══ TEXTAUSZUG
Microsoft schmiedet am Windows für das Web

08.11.2005 von Frank  Niemann
Mit "Windows Live" und "Office Live" will der Konzern seine Desktop-Dominanz auf das Web ausdehnen.

Microsoft arbeitet daran, das bisherige Softwaregeschäft mit Web-Diensten zu ergänzen und kleine Firmen zu erreichen. Kernstück der Strategie ist es, für Windows- und Office-Anwender zusätzliche Online-Angebote bereit zu stellen. Die Betonung liegt auf "zusätzlich", denn keineswegs sollen die Web-Angebote den klassischen Verkauf von Softwarelizenzen ablösen. Gates und Co. verlangt es nach weiteren Einnahmenquellen aus dem Netz. Attraktive Dienste sollen Surfer anlocken und so die Werbeumsätze steigern. Die Idee ist nicht neu, denn der Erfolg von Internet-Firmen wie Yahoo und Google beruht darauf, reichhaltige Funktionen für E-Mail, Instant-Messaging, Suche und Nachrichten zur Verfügung zu stellen. Microsoft setzt nun noch eins drauf und bietet zusätzlich Funktionen im Web, die bislang nur in seinen PC-Programmen zu finden waren.
════
_ARBEITSAUFTRAG_:
Beantworten Sie zum Textauszug über Microsofts Web-Strategie die folgenden Fragen:
(a) Mit welchen beiden Angeboten will der Konzern seine Desktop-Dominanz auf das Web ausdehnen?
(b) Was sollen die Web-Angebote keineswegs ablösen?
(c) Welche beiden Internet-Firmen werden als Beispiele genannt?
══ ERFASSTE DATEN
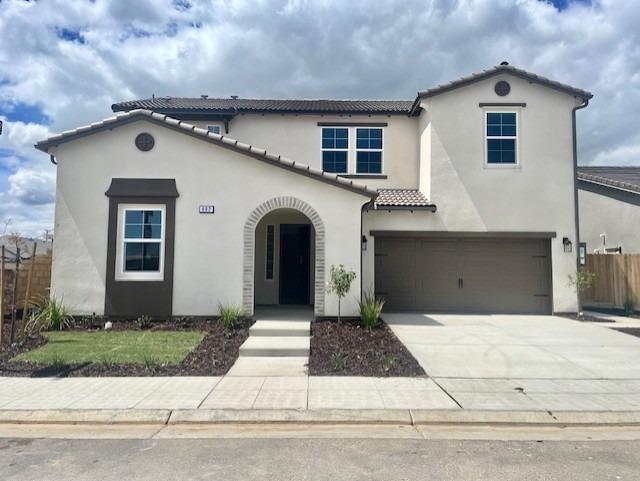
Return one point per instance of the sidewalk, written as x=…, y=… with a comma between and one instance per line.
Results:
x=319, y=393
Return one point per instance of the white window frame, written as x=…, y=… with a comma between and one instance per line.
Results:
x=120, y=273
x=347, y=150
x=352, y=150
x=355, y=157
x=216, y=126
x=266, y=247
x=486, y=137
════
══ ERFASSTE DATEN
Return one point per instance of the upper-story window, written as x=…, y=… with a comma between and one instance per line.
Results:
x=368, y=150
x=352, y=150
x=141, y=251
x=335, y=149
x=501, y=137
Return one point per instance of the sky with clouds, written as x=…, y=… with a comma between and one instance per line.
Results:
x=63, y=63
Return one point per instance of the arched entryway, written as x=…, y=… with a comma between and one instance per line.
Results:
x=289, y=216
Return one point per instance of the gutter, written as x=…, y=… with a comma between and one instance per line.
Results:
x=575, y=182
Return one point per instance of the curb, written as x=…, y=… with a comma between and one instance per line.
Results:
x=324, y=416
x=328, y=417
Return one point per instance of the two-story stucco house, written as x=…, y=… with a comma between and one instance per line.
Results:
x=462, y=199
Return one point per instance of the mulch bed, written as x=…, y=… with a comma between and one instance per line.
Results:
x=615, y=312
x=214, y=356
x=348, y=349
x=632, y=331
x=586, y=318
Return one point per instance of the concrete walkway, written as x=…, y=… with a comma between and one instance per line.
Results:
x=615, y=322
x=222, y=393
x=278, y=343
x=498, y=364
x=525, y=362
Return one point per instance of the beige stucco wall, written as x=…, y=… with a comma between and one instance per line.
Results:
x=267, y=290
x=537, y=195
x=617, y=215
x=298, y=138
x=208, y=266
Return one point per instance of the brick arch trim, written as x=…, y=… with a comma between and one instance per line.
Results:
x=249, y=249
════
_LÖSUNG_:
(a) Mit „Windows Live“ und „Office Live“
(b) Den klassischen Verkauf von Softwarelizenzen
(c) Yahoo und Google